◆ Extracted entries:
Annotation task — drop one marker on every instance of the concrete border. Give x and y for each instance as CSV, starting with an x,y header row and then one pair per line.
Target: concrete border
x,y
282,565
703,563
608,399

...

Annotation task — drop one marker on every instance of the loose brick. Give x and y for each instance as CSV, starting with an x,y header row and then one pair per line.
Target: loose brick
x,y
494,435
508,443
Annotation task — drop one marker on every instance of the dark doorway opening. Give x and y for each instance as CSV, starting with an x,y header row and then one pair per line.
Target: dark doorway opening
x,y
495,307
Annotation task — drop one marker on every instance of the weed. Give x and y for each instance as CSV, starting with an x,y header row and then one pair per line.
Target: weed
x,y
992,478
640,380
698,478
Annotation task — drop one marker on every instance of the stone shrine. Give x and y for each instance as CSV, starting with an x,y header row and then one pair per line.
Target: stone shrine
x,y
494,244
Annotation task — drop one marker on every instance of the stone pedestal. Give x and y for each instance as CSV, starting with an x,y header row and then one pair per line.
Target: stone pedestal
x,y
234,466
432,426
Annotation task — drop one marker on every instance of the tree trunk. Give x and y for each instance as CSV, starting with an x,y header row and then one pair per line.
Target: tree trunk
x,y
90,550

◆ Exercise: Which lines in the records above contain the string "border"? Copy each of those lines in full, and count only matches with the same uppercase and lowercase letters.

◆ Correct response:
Annotation task — drop one marker on every instance of the concrete border. Give x and y for each instance as CSV, starting with an x,y header row and then one pair per line.
Target: concrete border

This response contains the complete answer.